When I joined Locaweb as a Design Leader, I encountered an existing design structure that had been weakened by a long period without leadership. The team, composed of six designers, reported directly to Product Management and operated without clear processes, documentation, alignment, or consistency.

Design was internally perceived as a disorganized discipline, with high levels of rework, low predictability, and limited strategic influence. Leadership was aware of the issue, and my hiring had the explicit goal of restructuring design and restoring its relevance within the organization.

Diagnosis

The initial diagnosis revealed:

  • Lack of functional processes
  • Absence of scalable standards and artifacts
  • No governance model in place
  • Constant friction with Product and Engineering
  • Low collective and individual maturity

It became clear that this was not a matter of isolated adjustments, but rather the need to build a solid, structured, and scalable Design Chapter from the ground up.

Strategy and Vision

I defined the vision of building a Design Chapter capable of:

  • Operating efficiently in the short term
  • Scaling with quality in the medium and long term
  • Supporting strategic business decisions

To achieve this, I developed:

  • Operationally optimized processes
  • Clear working agreements
  • Standardized and scalable artifacts
  • A single centralized documentation hub consolidating all design knowledge

Chapter Structure

The chapter was structured using a chapter model distributed across squads, ensuring close collaboration with products while maintaining strong disciplinary alignment.

▬▬▬

### Task brief
Copy the passage of the Locaweb design text that opens with the words "When I joined" and closes with "within the organization.", and swap "disorganized" for "fragmented".

### Extracted information
▬▬▬

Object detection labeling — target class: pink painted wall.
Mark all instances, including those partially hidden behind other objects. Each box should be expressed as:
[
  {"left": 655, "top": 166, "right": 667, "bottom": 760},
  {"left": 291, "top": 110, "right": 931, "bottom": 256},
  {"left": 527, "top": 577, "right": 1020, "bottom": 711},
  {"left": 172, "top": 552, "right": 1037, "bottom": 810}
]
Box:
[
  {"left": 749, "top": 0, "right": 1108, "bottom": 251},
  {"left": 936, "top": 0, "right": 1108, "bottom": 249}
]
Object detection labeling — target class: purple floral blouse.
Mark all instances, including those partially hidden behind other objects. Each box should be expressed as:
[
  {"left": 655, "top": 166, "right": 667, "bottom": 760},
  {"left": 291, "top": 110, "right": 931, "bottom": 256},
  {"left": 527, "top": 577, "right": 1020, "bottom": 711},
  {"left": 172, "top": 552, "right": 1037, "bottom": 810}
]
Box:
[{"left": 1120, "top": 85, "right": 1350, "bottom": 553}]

▬▬▬

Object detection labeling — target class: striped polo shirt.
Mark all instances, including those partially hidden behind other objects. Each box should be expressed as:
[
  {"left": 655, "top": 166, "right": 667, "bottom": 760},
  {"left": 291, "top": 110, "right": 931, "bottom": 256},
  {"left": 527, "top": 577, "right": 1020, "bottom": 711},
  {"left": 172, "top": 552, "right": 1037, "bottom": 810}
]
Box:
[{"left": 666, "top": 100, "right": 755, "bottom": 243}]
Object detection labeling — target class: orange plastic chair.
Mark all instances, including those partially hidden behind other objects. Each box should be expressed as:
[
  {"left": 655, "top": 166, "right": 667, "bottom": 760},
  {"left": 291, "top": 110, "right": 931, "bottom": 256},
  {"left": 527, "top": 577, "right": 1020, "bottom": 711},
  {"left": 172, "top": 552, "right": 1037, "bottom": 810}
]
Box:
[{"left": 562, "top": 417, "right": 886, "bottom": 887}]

▬▬▬

### Response area
When I joined Locaweb as a Design Leader, I encountered an existing design structure that had been weakened by a long period without leadership. The team, composed of six designers, reported directly to Product Management and operated without clear processes, documentation, alignment, or consistency.

Design was internally perceived as a fragmented discipline, with high levels of rework, low predictability, and limited strategic influence. Leadership was aware of the issue, and my hiring had the explicit goal of restructuring design and restoring its relevance within the organization.